→ Çıkarılan metin

Sırf bir kaç şirkete hizmet eden asgari rapor ücretlerindeki bu akılsız ve aptalca ısrarın asıl amacı ve hedefi, bizim gibi saf " düzüm ortakları " değildir. 5832 sayılı yasa çıktığı günden beri, sektörde olup bitenleri çok yakından takip eden biri olarak adım gibi eminim ki; asıl hedef, düşük kar marjlarıyla pazara girmeye çalışan lisanslı genç değerleme şirketlerinin önünü kesmek ve onları sistem dışına atmaktır. Türk değerleme sektörü, daha emekleme aşamasında bir avuç aç gözlü, kifayetsiz muhteris, hastalıklı bir zihniyetin ne yazık ki kurbanı olmuştur. Sorunlarımızın kaynağı işte bu hastalıklı zihniyettir. Kendilerini vazgeçilmez zanneden bu zihniyet işbaşında oldukça, asgari rapor ücretleri de dahil hiç bir sorun çözülemeyecektir.
Aptal insanı bankacı yapıp trilyonlarca lirayı emanet etmezler. tanıdığım bütün bankacılar çok zeki insanlardır. Sektör içinde oynanan bu kirli oyunu bizlerden çok daha önce önce çözdüler. şimdi, lisanslı değerleme şirketleriyle istedikleri gibi oynuyorlar. Amiyane tabirle; bir banka yöneticisi için sektörün bu hali tam da şam'da kayısıdır. Bu hastalıklı zihniyetle hiç kimse bir yere varamaz. Bu oyuna gelmeyiniz. Yüreğinde biraz vicdan, hak ve adalet duygusu olan herkes, bu ahlaksız soygun düzenine ve insan haysiyeti ile bağdaşmayan namussuzz sisteme karşı çıkmalıdır.

→ Gösterilen bilgiler
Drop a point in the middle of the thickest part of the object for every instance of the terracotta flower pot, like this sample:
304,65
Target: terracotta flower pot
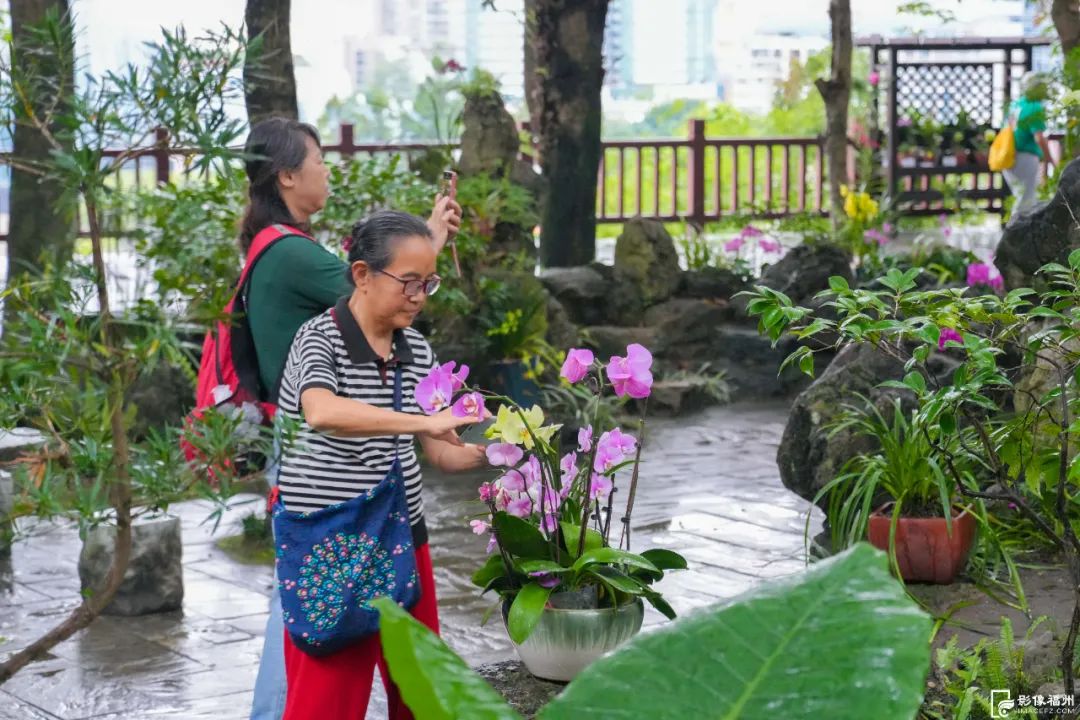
926,552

→ Alıştırma amacı
Lütfen yukarıdaki değerleme sektörü metnini baştan sona, hiçbir harfini değiştirmeden geri verin.

→ Sonuç aşağıda
Sırf bir kaç şirkete hizmet eden asgari rapor ücretlerindeki bu akılsız ve aptalca ısrarın asıl amacı ve hedefi, bizim gibi saf " düzüm ortakları " değildir. 5832 sayılı yasa çıktığı günden beri, sektörde olup bitenleri çok yakından takip eden biri olarak adım gibi eminim ki; asıl hedef, düşük kar marjlarıyla pazara girmeye çalışan lisanslı genç değerleme şirketlerinin önünü kesmek ve onları sistem dışına atmaktır. Türk değerleme sektörü, daha emekleme aşamasında bir avuç aç gözlü, kifayetsiz muhteris, hastalıklı bir zihniyetin ne yazık ki kurbanı olmuştur. Sorunlarımızın kaynağı işte bu hastalıklı zihniyettir. Kendilerini vazgeçilmez zanneden bu zihniyet işbaşında oldukça, asgari rapor ücretleri de dahil hiç bir sorun çözülemeyecektir.
Aptal insanı bankacı yapıp trilyonlarca lirayı emanet etmezler. tanıdığım bütün bankacılar çok zeki insanlardır. Sektör içinde oynanan bu kirli oyunu bizlerden çok daha önce önce çözdüler. şimdi, lisanslı değerleme şirketleriyle istedikleri gibi oynuyorlar. Amiyane tabirle; bir banka yöneticisi için sektörün bu hali tam da şam'da kayısıdır. Bu hastalıklı zihniyetle hiç kimse bir yere varamaz. Bu oyuna gelmeyiniz. Yüreğinde biraz vicdan, hak ve adalet duygusu olan herkes, bu ahlaksız soygun düzenine ve insan haysiyeti ile bağdaşmayan namussuzz sisteme karşı çıkmalıdır.